*Set task 1*
Answer these questions using the review of the Jesse James film:
(a) Who plays young Bob Ford?
(b) What is the name of the 1881 train robbery that the film re-creates?
(c) Who is the cinematographer?
*Set task 2*
Write the next part of the review of the Jesse James film, starting after its final sentence.

*Reading passage*
--------------------------------------------------

The film does not concern itself with finding ways to get a mainstream audience rooting for the characters, or against them. It is a film, often breathtaking without settling for being pretty, filled with nervous silence. Scan the past century’s worth of commercially popular westerns, and nervous silence is not a key ingredient in the films on that list. Yet for some people (I’m one) this melancholy magic act is well worth their time.


The New Zealand-born writer-director Andrew Dominik has created a film soaked in strange interactions and portents of doom. It is full of longing for the past and a longing to make us see past our nostalgia. Brad Pitt, one of the producers, plays the feared and emulated A-list pop culture icon, the one who dies at the hands of his sidekick, young Bob Ford, played by Casey Affleck. Affleck is superb. His foggy-headed smiles and cold stares have a way of making Ford seem like the most cretinous yet most alert person in any given room.


Ford is a young pup in a stovepipe hat, not quite out of his teens when he meets Jesse and his brother Frank (Sam Shepard, who could not be better) just before the infamous Blue Cut train robbery of 1881. The way Dominik and his brilliant designers re-create this robbery, you feel you are there, a fly on the wall of history. This may be the most unassuming but exquisite period re-creation in a Hollywood film since “The Godfather Part II.”


Ford, his foggy head full of nickel-book paeans to his outlaw hero, becomes Jesse James’ sidekick. But the James ballad is already nearly sung. As the gang and its associates dissolves into fractious paranoia and vengeful bloodshed, and Jesse’s paranoia becomes more and more justified, “The Assassination of Jesse James” focuses on the two-headed creature at its core.


There is, I think, something missing in Pitt’s performance and in the way Dominik has chosen to depict James, which is softer than Hansen’s version. The rhythm of this beautiful picture, contemplative and wary, is not helped by Pitt, who works hard and honorably but also a bit sluggishly. The film needs more of a sociopathic hotfoot at its center. Yet this is not as much of a problem as one would think.


Roger Deakins is the cinematographer, and between this film and the forthcoming Coen brothers picture “No Country For Old Men,” an Academy Award should be a cinch. More importantly, it’s just about as fine and supple an example of cinematic lighting as can be found on a screen these days.

--------------------------------------------------

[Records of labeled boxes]
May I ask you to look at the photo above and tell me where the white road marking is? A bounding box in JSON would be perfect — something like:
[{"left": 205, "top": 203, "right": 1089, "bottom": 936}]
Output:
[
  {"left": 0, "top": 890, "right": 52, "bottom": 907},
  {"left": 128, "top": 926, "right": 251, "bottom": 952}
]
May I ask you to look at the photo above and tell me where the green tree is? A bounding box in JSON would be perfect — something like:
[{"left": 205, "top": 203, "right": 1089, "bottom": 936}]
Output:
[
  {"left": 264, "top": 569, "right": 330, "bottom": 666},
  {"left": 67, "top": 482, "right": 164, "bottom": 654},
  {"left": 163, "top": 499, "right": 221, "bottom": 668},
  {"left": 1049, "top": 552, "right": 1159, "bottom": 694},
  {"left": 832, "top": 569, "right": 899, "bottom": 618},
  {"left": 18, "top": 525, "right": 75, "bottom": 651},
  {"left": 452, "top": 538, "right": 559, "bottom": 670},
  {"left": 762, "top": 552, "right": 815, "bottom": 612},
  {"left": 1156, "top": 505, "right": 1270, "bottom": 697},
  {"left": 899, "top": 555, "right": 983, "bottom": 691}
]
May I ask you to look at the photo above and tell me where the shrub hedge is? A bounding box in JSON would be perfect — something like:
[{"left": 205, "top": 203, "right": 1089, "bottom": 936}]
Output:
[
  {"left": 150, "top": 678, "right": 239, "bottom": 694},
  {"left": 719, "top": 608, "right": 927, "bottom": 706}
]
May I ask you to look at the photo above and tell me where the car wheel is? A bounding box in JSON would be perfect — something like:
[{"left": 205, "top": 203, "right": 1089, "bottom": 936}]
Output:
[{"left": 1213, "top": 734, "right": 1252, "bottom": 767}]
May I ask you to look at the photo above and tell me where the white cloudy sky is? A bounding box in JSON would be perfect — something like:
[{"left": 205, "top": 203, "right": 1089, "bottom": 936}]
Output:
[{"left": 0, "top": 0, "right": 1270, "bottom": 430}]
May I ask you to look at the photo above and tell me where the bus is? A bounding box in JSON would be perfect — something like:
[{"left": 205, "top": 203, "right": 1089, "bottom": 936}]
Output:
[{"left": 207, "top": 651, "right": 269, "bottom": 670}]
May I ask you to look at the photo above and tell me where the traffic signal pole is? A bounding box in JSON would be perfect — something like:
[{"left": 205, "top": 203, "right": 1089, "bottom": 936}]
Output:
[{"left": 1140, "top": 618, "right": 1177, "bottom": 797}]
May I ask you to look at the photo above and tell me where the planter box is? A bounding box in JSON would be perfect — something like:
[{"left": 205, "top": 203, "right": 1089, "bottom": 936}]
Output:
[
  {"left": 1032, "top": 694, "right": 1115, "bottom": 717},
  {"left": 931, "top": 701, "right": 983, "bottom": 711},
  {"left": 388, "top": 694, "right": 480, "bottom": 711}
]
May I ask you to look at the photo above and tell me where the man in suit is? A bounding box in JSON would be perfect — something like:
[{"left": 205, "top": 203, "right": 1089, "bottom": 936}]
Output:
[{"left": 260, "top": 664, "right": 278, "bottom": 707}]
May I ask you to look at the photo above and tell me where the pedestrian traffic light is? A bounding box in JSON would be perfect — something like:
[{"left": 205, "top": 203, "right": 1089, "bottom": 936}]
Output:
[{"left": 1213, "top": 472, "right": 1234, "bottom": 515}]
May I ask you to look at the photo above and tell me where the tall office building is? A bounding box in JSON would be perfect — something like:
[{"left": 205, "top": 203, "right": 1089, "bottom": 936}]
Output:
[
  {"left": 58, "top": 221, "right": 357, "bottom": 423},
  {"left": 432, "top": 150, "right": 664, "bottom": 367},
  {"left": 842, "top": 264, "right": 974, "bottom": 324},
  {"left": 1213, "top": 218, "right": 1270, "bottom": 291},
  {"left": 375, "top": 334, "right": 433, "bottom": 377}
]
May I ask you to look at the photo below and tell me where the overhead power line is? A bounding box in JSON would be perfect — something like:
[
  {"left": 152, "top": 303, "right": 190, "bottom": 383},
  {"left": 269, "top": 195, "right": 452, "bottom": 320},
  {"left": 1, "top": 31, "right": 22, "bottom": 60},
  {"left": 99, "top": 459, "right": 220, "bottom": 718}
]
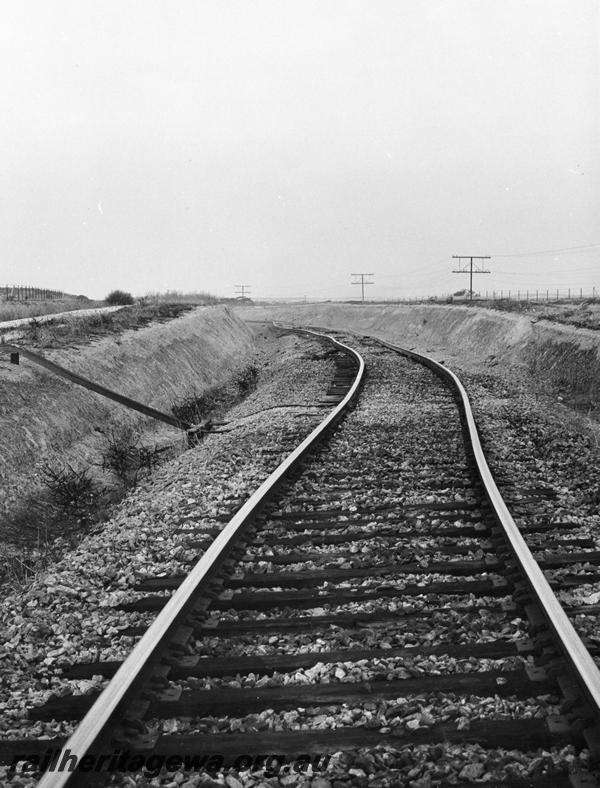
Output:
[
  {"left": 493, "top": 243, "right": 600, "bottom": 257},
  {"left": 452, "top": 254, "right": 490, "bottom": 301}
]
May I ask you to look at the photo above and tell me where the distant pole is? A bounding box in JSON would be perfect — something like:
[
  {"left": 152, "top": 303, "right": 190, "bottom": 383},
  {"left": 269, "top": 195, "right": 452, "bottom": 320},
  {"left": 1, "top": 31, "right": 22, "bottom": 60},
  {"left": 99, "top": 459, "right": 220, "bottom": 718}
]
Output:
[
  {"left": 350, "top": 274, "right": 374, "bottom": 303},
  {"left": 235, "top": 285, "right": 252, "bottom": 298},
  {"left": 452, "top": 254, "right": 491, "bottom": 301}
]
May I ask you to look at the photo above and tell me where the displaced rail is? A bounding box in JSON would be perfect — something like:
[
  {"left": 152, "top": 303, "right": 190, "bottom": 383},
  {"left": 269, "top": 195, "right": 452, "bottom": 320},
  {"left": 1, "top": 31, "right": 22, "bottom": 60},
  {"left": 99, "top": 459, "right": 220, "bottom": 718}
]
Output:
[{"left": 0, "top": 324, "right": 600, "bottom": 788}]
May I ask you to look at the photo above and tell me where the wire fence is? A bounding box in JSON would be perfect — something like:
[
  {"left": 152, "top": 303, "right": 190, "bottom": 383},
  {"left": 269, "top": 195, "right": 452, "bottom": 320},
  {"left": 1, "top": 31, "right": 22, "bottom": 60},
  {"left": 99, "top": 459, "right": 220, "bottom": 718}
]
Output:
[
  {"left": 372, "top": 287, "right": 600, "bottom": 304},
  {"left": 0, "top": 285, "right": 64, "bottom": 301}
]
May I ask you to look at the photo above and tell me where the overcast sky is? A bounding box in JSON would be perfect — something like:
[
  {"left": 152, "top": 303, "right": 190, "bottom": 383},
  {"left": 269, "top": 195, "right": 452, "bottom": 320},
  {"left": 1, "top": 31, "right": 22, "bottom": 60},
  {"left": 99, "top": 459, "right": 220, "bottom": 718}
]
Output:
[{"left": 0, "top": 0, "right": 600, "bottom": 298}]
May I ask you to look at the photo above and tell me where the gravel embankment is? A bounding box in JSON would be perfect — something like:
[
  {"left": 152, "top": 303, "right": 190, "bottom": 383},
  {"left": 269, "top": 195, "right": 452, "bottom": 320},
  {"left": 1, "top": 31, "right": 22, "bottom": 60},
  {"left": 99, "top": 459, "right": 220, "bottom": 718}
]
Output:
[{"left": 0, "top": 330, "right": 334, "bottom": 784}]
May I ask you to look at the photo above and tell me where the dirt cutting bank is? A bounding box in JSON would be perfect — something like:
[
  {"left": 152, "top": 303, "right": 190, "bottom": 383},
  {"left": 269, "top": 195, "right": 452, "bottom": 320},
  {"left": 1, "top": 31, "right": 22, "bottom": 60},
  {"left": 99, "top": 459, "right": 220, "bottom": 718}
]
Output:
[
  {"left": 0, "top": 307, "right": 254, "bottom": 528},
  {"left": 239, "top": 304, "right": 600, "bottom": 410}
]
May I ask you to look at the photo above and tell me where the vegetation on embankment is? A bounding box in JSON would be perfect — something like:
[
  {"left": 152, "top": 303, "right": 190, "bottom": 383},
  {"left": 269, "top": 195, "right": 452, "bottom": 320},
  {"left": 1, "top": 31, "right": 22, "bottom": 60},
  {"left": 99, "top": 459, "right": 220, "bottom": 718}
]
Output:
[
  {"left": 0, "top": 305, "right": 254, "bottom": 556},
  {"left": 7, "top": 302, "right": 194, "bottom": 348},
  {"left": 238, "top": 303, "right": 600, "bottom": 413},
  {"left": 0, "top": 296, "right": 96, "bottom": 323}
]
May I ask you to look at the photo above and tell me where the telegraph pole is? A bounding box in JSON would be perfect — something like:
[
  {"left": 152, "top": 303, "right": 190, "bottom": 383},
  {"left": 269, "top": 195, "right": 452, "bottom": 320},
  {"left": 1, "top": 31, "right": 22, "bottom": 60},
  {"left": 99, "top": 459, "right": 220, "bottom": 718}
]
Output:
[
  {"left": 350, "top": 274, "right": 374, "bottom": 303},
  {"left": 452, "top": 254, "right": 491, "bottom": 301}
]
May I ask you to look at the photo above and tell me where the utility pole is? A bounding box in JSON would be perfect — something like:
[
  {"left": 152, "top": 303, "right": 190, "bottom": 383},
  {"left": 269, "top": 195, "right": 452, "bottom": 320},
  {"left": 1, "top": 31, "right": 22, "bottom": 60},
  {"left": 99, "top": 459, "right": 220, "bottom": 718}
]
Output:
[
  {"left": 350, "top": 274, "right": 374, "bottom": 303},
  {"left": 452, "top": 254, "right": 491, "bottom": 301},
  {"left": 235, "top": 285, "right": 252, "bottom": 298}
]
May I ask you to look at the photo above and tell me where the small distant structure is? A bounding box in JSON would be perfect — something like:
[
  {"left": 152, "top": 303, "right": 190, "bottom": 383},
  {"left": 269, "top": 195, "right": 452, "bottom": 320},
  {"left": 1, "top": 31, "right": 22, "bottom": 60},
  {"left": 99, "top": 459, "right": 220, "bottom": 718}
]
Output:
[{"left": 451, "top": 289, "right": 481, "bottom": 301}]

--------------------------------------------------

*Task answer 1*
(a) Casey Affleck
(b) The Blue Cut train robbery
(c) Roger Deakins

*Task answer 2*
Dominik’s previous feature was the stylish but rather hollow true-crime picture “Chopper.” “The Assassination of Jesse James” heralds a major director on the rise. He risks pretentiousness at every step: He’s a big fan of speeded-up scudding clouds and waving wheat (borrowed from Terrence Malick and Ridley Scott), and while the musical score by Nick Cave and Warren Ellis is one of the year’s best, it does resort to a lugubrious cello theme once too often. But watch how Dominik and Deakins and the designers evoke a simple 1880s Kansas City street scene. As the unseen narrator tells us of Jesse’s saloon jaunts (shot in misty shadow, in Winnipeg; the entire film was shot in Canada), the stereopticon-slide effects—blurry at the edges, clearer in the middle—present an image of the past so persuasive, you cannot quite believe what you are seeing.


When Samuel Fuller made “I Shot Jesse James” in 1949 he created an unsettling dynamic between Ford and his hero, though the romantic fabrications involving The Woman That Loved Them Both were pure programmer blather. (The film did, however, end with a tantalizing question mark: Its final line, spoken by a dying Ford, was: “I’m sorry fer what I done to Jess. I ... loved him.”) Dominik re-creates a couple of key scenes from “I Shot Jesse James,” including the scene where Ford, a pariah following his state-sanctioned and state-rewarded murder of Jesse, listens in a saloon to a balladeer’s ode to the bravest gunman of them all. Scenes such as these appear to have been lifted directly from an old daguerreotype.


The film, like Hansen’s novel, exists in a realm of florid invention, imagining outlaws who say things like: “You can hide things in vocabulary.” That line is spoken by Dick Liddil, as played by the excellent and roguish Paul Schneider. He is one of many wormy supporting characters who come to life in the film. Quite apart from the tone and the rhythm of the piece, there are some narrative vagaries: One close-quarters shootout in an attic bedroom isn’t quite set up properly; you’re not sure why these fellows are killing each other. But like Pitt’s actorly limitations, such moments of fuzziness cannot mar the oddest major studio release of the year, and one of the most admirable.